■ GOAL:
Format the lines below as a numbered list, leaving out any blank lines.

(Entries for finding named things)
—————

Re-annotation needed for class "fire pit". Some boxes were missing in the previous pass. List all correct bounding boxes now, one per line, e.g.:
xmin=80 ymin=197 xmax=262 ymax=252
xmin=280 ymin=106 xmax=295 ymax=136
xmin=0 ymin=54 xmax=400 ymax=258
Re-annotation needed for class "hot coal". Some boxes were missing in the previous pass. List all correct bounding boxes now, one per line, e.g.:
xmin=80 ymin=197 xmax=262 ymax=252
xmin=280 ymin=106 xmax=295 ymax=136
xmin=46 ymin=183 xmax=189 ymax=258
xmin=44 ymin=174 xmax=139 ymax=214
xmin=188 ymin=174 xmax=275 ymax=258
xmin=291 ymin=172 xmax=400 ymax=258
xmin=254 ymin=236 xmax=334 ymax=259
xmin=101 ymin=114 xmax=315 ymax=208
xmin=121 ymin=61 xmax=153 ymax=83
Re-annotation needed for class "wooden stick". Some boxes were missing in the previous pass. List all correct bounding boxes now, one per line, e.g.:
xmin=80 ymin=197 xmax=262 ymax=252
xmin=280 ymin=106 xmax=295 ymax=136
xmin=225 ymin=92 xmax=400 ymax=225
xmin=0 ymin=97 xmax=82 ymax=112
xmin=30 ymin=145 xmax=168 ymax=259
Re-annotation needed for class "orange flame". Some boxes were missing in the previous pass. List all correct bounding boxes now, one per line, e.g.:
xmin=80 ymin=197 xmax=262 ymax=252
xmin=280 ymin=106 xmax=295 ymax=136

—————

■ RESULT OF THE EXERCISE:
1. Re-annotation needed for class "fire pit". Some boxes were missing in the previous pass. List all correct bounding boxes now, one per line, e.g.:
2. xmin=80 ymin=197 xmax=262 ymax=252
3. xmin=280 ymin=106 xmax=295 ymax=136
4. xmin=0 ymin=54 xmax=400 ymax=258
5. Re-annotation needed for class "hot coal". Some boxes were missing in the previous pass. List all correct bounding boxes now, one per line, e.g.:
6. xmin=80 ymin=197 xmax=262 ymax=252
7. xmin=280 ymin=106 xmax=295 ymax=136
8. xmin=46 ymin=183 xmax=189 ymax=258
9. xmin=44 ymin=174 xmax=139 ymax=214
10. xmin=188 ymin=174 xmax=275 ymax=258
11. xmin=291 ymin=172 xmax=400 ymax=258
12. xmin=254 ymin=236 xmax=334 ymax=259
13. xmin=101 ymin=114 xmax=315 ymax=208
14. xmin=121 ymin=61 xmax=153 ymax=83
15. Re-annotation needed for class "wooden stick". Some boxes were missing in the previous pass. List all correct bounding boxes now, one per line, e.g.:
16. xmin=80 ymin=197 xmax=262 ymax=252
17. xmin=280 ymin=106 xmax=295 ymax=136
18. xmin=225 ymin=92 xmax=400 ymax=225
19. xmin=0 ymin=97 xmax=82 ymax=112
20. xmin=30 ymin=145 xmax=168 ymax=259
21. Re-annotation needed for class "orange flame". Some boxes were missing in the previous pass. List all correct bounding boxes now, one per line, e.g.:
22. xmin=80 ymin=197 xmax=262 ymax=252
23. xmin=280 ymin=106 xmax=295 ymax=136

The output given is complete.